◆ **YOUR OBJECTIVE**:
Reproduce word for word the passage of the discussion of Applegreen's fuel margins starting with "You can also" and going on through "to increasing scale.".

Some of the fuel margin expansion will be from better fuel supply deals, but these tend of be 5 year deals so you don’t necessarily benefit from incremental margin every year (although different baskets of sites can have different fuel supply agreements which could be up for renewal at different times).
One aspect I don’t have a view on is the impact of increasing MSA exposure – these will earn structurally higher fuel margins than normal stations which could explain some of the margin expansion.
We can only see back as far as 2012, in terms of fuel gross margin – so I think it’s fair to use 4.8% vs. 5.7%, which would be more like an 8M differential on EUR 937.5M of 2016 fuel revenue. I think it can be a little dangerous ‘stress-testing’ a single component & presuming the resulting impact (plus or minus) drops straight to the bottom line – there’s always lots of moving/reactive parts in any business model. But you still have a good point, particularly if you have a firm view on oil prices. However, if you do believe in Applegreen’s growth story, any reversal in fuel margin is unlikely to mean a reduction in actual fuel gross profit (model higher revenue numbers & you’ll see that), though obviously it would affect its earnings growth trajectory.
You can also expect improved float economics & continued scale/buying benefits as an offset – Applegreen itself buys wholesale (and in Ireland, will shortly be buying direct from the refineries), it does not have fuel supply agreements in place. But obviously it may have acquired stations along the way (but note it acquired piecemeal, not baskets/chains of sites) despite them having agreements in place – obviously many have expired since 2012. Overall, I think it’s reasonable to assume a reasonable portion of the increase in fuel margin is actually due to increasing scale.

◆ **MATERIAL SUPPLIED**:
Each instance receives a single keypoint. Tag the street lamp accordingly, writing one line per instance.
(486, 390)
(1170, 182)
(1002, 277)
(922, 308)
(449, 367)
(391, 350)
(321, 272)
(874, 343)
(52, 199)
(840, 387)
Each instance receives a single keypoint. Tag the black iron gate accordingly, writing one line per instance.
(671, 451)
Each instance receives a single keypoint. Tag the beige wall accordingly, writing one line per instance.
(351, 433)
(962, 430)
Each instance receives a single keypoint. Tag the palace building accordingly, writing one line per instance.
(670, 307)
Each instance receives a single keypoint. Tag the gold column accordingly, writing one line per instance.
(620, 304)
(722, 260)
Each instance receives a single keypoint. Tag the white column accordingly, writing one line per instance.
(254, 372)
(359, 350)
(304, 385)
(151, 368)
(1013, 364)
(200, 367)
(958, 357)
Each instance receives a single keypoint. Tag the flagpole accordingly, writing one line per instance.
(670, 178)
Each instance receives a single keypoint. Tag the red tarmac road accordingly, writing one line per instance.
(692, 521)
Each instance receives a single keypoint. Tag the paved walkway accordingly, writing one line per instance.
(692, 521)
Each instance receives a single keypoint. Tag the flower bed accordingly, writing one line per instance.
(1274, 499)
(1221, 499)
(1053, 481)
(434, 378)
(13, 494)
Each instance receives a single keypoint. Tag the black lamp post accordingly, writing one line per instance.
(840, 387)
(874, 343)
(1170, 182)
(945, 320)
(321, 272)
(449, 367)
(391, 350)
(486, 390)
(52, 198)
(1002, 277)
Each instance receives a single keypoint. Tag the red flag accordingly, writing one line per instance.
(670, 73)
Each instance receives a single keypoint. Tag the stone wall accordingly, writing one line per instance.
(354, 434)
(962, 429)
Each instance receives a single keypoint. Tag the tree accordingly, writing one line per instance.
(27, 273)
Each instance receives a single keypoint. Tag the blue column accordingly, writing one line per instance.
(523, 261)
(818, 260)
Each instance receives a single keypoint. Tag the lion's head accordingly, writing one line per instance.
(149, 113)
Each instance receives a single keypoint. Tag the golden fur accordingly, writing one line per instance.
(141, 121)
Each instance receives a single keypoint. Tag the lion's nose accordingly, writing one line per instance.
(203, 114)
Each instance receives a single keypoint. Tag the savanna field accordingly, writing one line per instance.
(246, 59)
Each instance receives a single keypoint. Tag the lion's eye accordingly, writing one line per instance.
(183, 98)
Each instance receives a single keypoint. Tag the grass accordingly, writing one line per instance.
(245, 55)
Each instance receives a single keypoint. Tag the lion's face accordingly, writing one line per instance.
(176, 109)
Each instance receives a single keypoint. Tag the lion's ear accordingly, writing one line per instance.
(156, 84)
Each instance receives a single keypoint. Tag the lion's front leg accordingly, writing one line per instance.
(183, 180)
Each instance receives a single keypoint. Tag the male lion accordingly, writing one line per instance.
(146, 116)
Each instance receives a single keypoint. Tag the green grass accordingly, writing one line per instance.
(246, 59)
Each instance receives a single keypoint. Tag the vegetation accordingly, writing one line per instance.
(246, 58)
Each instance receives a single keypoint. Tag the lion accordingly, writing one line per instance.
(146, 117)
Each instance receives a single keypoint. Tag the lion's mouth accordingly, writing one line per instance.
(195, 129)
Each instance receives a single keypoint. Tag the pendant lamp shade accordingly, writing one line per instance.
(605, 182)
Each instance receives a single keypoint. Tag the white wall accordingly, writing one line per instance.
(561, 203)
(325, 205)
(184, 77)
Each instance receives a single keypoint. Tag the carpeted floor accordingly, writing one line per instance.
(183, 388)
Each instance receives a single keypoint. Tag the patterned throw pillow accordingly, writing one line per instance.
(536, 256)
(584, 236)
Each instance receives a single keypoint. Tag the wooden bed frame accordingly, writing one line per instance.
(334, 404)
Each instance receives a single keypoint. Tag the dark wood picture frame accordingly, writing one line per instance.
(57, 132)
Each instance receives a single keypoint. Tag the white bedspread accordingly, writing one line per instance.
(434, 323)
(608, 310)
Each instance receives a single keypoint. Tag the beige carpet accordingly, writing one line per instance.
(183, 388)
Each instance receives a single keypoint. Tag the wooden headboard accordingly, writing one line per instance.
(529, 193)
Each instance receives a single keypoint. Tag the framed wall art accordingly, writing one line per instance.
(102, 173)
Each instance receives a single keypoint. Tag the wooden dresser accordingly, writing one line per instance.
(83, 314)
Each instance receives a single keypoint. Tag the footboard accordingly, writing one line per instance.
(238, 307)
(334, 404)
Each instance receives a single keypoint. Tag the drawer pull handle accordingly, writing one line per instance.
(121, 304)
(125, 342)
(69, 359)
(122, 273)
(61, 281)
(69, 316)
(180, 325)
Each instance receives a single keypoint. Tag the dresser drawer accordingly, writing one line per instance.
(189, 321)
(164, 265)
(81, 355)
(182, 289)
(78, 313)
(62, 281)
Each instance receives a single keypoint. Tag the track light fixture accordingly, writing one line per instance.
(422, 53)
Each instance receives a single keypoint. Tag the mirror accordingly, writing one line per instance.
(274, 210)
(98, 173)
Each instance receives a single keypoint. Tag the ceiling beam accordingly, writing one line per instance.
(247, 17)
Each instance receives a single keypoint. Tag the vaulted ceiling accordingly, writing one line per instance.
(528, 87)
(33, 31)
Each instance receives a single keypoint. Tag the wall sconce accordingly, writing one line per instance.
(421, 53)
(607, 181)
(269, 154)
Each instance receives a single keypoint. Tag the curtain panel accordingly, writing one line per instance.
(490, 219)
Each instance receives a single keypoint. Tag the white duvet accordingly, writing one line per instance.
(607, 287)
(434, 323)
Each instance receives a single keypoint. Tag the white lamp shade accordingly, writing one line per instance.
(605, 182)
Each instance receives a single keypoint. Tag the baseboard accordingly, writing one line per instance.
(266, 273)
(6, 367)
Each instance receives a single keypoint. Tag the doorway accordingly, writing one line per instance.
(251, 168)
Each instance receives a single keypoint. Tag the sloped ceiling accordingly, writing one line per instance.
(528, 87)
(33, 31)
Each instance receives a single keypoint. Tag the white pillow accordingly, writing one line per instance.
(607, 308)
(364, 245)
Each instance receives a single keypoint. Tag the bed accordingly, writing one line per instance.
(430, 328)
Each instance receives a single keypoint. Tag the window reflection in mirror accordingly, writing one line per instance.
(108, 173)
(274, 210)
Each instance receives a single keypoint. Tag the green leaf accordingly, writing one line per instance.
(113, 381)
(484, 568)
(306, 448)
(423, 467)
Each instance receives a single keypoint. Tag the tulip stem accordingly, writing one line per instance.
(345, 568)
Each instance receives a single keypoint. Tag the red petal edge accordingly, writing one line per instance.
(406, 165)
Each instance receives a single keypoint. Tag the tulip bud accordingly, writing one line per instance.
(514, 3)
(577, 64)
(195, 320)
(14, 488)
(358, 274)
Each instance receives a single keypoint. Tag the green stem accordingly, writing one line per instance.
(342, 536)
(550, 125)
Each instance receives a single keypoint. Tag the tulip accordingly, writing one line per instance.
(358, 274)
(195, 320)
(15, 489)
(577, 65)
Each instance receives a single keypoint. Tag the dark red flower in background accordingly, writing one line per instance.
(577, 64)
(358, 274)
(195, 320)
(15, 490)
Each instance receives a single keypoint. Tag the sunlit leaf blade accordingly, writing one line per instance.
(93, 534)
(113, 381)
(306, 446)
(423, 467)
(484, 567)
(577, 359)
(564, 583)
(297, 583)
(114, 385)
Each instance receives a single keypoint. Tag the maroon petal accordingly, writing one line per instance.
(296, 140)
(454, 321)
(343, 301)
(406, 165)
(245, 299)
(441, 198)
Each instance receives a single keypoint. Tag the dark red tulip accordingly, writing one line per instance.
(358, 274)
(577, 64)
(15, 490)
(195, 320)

◆ **SOLUTION FOR THIS EXERCISE**:
You can also expect improved float economics & continued scale/buying benefits as an offset – Applegreen itself buys wholesale (and in Ireland, will shortly be buying direct from the refineries), it does not have fuel supply agreements in place. But obviously it may have acquired stations along the way (but note it acquired piecemeal, not baskets/chains of sites) despite them having agreements in place – obviously many have expired since 2012. Overall, I think it’s reasonable to assume a reasonable portion of the increase in fuel margin is actually due to increasing scale.